Stored items:
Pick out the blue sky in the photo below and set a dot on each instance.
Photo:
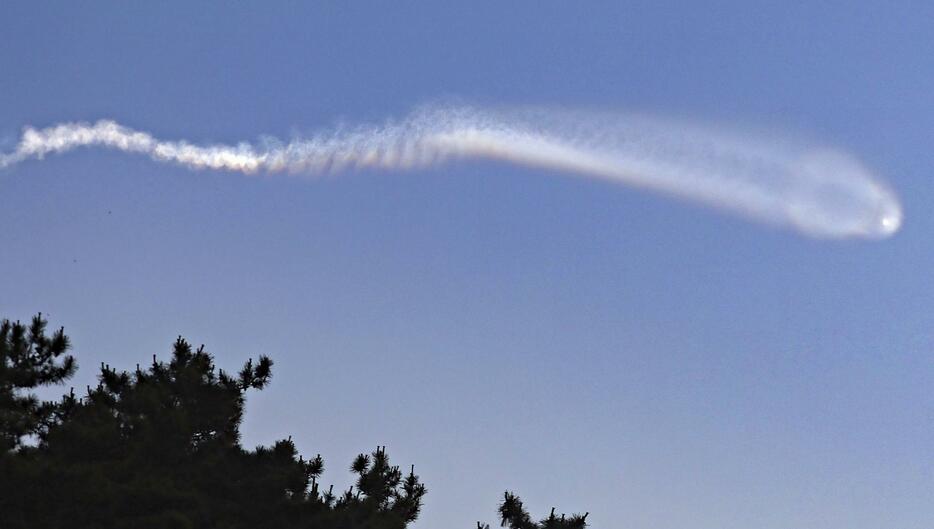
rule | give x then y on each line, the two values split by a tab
588	346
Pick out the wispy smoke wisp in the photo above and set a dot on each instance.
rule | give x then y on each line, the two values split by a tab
819	192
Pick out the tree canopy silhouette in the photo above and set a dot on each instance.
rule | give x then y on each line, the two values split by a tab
159	447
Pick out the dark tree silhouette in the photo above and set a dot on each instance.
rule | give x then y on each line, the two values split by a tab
159	448
29	359
514	516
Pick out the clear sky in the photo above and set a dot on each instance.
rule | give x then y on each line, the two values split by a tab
589	346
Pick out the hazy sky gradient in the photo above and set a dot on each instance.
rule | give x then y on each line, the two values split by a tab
588	346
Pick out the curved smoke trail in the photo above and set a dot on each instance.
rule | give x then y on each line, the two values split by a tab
819	192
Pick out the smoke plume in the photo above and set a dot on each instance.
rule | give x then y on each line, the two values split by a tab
818	191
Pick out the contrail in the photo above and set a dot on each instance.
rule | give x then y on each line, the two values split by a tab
819	192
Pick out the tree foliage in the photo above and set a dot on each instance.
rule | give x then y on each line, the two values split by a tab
159	448
29	359
514	516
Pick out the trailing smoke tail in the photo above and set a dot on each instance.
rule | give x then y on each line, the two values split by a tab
819	192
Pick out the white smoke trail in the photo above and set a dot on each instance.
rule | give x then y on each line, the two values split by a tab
819	192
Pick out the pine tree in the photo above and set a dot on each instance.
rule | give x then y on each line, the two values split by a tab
29	359
514	516
159	447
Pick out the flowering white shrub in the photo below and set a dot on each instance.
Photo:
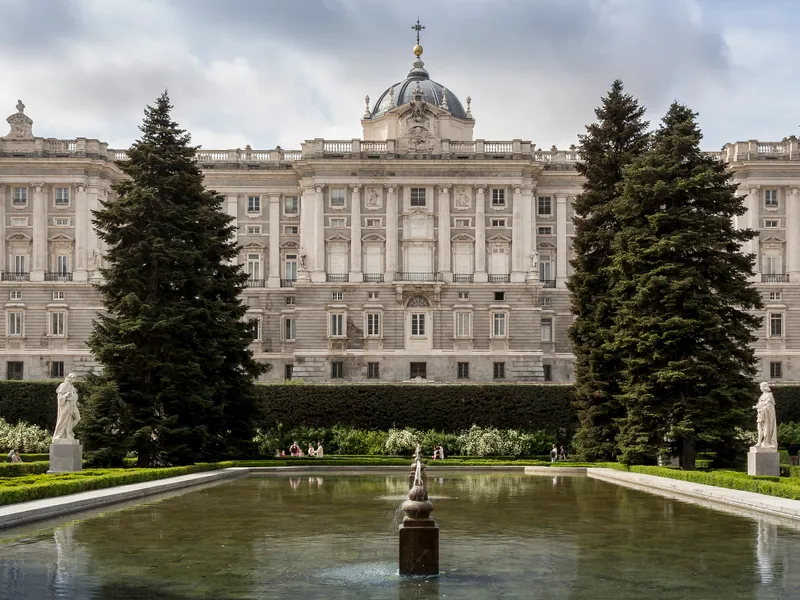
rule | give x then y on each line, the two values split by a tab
24	437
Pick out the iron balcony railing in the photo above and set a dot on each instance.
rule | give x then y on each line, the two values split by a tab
15	276
499	278
407	276
774	278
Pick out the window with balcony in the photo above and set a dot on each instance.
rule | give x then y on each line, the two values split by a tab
373	324
57	324
462	371
775	370
498	197
545	205
336	325
547	330
417	196
62	197
253	204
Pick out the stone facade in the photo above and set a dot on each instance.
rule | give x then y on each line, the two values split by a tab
414	252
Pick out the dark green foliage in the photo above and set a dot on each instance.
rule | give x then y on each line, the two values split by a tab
681	291
172	337
610	144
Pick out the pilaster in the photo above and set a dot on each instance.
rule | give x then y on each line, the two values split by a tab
356	273
562	254
481	275
274	277
39	248
444	234
391	233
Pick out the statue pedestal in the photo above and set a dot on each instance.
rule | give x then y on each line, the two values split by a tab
764	461
65	456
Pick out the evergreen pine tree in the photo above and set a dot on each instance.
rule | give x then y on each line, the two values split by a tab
172	336
611	143
683	299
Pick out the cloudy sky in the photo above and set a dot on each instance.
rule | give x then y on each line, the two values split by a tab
277	72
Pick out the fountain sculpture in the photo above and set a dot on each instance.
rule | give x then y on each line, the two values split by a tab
419	533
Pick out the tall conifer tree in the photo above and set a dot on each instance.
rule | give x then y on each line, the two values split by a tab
172	336
611	143
683	299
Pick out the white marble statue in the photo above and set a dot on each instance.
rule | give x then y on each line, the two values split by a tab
68	415
767	426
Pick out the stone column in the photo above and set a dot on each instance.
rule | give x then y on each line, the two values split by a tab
517	234
274	278
318	275
444	234
391	233
481	276
82	226
793	234
39	249
562	254
356	274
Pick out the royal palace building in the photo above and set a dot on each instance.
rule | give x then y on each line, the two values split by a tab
414	253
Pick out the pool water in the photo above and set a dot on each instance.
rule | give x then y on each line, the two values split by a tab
325	536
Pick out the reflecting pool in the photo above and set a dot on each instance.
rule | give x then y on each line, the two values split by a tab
324	536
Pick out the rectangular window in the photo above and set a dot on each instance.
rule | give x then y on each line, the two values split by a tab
14	370
463	324
288	329
57	369
545	205
776	325
255	328
771	198
498	197
58	324
336	325
15	323
20	196
418	370
547	330
418	324
290	205
373	324
499	370
499	325
62	196
775	370
337	197
337	370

Task to carry out: In the records above, return only the line that contains "Pick out the royal" and every line after it through the last, exactly as they appear.

Answer area:
Pick out the royal palace building in the photo above and set a dot on each instance.
rule | give x then y on each line, the two values split by a tab
414	253
Pick out the pool water in the photo above and set a dot on each instance.
rule | give x then y on each line, the two values split by a tab
325	536
Pick out the reflecting pool in the photo above and set a dot on each instance.
rule | give x then y on each line, the two values split by a tab
324	536
Pick out the rectangular window in the photo above and set a dot on each instance.
rule | give x then y on each line, the two values split by a tab
14	370
463	324
288	329
57	369
545	205
776	325
255	328
771	198
498	197
58	324
336	325
15	323
20	196
418	370
547	330
418	324
290	205
373	324
499	370
499	325
62	196
775	370
337	197
337	370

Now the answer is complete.